### Request
Write the next part of the directors' report on the company's annual results, picking up after its final sentence.

### Page excerpt
※
Wholesale Book increased only by 4% from Rs. 17.96 billion to Rs. 18.62
billion.
The Net worth of the Company increased from Rs. 11.71 billion to Rs. 15.74
billion as at March 31, 2015.
Consolidated Net Interest Income increased by 58% from Rs. 3393 million
during the financial year ending March 31, 2014 to Rs. 5363 million
during the financial year ending March 31, 2015.
The profit after tax was up by 117% from 526.28 million to Rs. 1,142.81
million.
The Company proposes to transfer an amount of Rs. 112.02 million to the
General Reserves.
DIVIDEND
Keeping in mind the overall performance and the outlook for your
Company, your Directors are pleased to recommend a dividend of Rs. 2.20
(Rupees Two and paise Twenty only) per share i.e. 22% on each Equity
Share having face value of Rs. 10/- (Rupees Ten only). The total outgo
for the current year amounts to Rs. 200.24 million as against Rs. 165.41
million in the previous year.
CAPITAL ADEQUACY
The Company''s capital adequacy ratio was 23.44% as on March 31, 2015,
which is significantly above the threshold limit of 15% as prescribed
by the Reserve Bank of India.
MANAGEMENT DISCUSSION AND ANALYSIS REPORT
As required under Clause 49 of the Listing Agreement entered into with
the Stock Exchanges and Circular/Notifications/ Directions issued by
Reserve Bank of India from time to time, the Management Discussion and
Analysis of the financial condition and result of consolidated
operations of the Company for the year under review is presented in a
separate section forming part of the Annual Report.
CORPORATE GOVERNANCE
A Report on Corporate Governance as required under Clause 49 of the
Listing Agreement entered into with the Stock Exchanges, forms part of
the Annual Report.
A Certificate from M/s. Makarand M Joshi & Co., Practicing Company
Secretaries, confirming compliance with the conditions of Corporate
Governance as stipulated under the aforesaid Clause 49, also forms part
of the Annual Report.
※
### Information shown
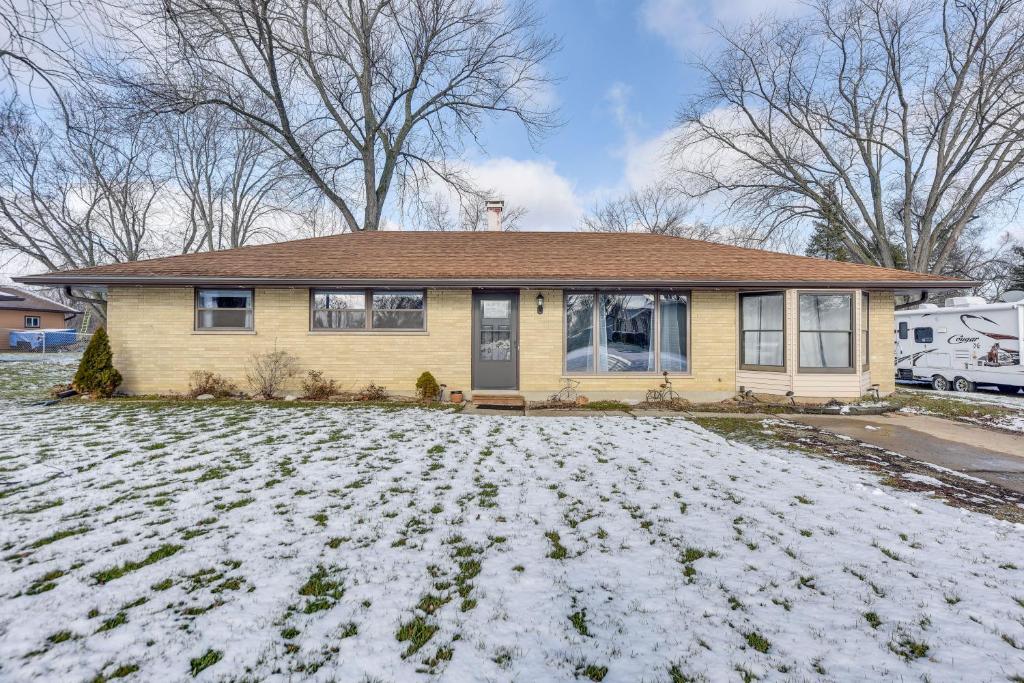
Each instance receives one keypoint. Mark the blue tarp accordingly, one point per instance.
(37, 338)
※
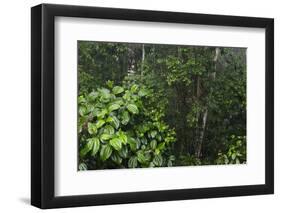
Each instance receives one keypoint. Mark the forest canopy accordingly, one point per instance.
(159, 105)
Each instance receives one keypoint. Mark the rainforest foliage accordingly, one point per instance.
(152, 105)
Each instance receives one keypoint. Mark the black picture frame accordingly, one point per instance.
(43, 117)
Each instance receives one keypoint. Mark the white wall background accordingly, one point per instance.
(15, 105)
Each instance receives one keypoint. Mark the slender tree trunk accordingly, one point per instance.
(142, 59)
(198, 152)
※
### Result of the task
SHARE CAPITAL
During the year under review, the Company raised funds through issue
and allotment of 76,92,300 Equity Shares at a price of Rs. 390/- per
Equity Share (including a premium of Rs. 380/- per Equity Share),
aggregating to Rs. 2,99,99,97,000/- to Qualified Institutional Buyers
through Qualified Institutions Placement mode pursuant to Chapter VIII
of the Securities and Exchange Board of India (Issue of Capital and
Disclosure Requirements) Regulations, 2009, as amended and section 42
of the Companies Act, 2013 and the rules made thereunder.
During the year under review, the Company had issued and allotted
6,58,500 equity shares and subsequent to the year under review, 27,050
equity shares were also allotted to the eligible employees of the
Company under various Employee Stock Option Schemes of the Company. The
paid up equity share capital of the Company as on date of this report
stands at Rs. 91,00,93,190/- comprising of 9,10,09,319 equity shares of Rs.
10/- each.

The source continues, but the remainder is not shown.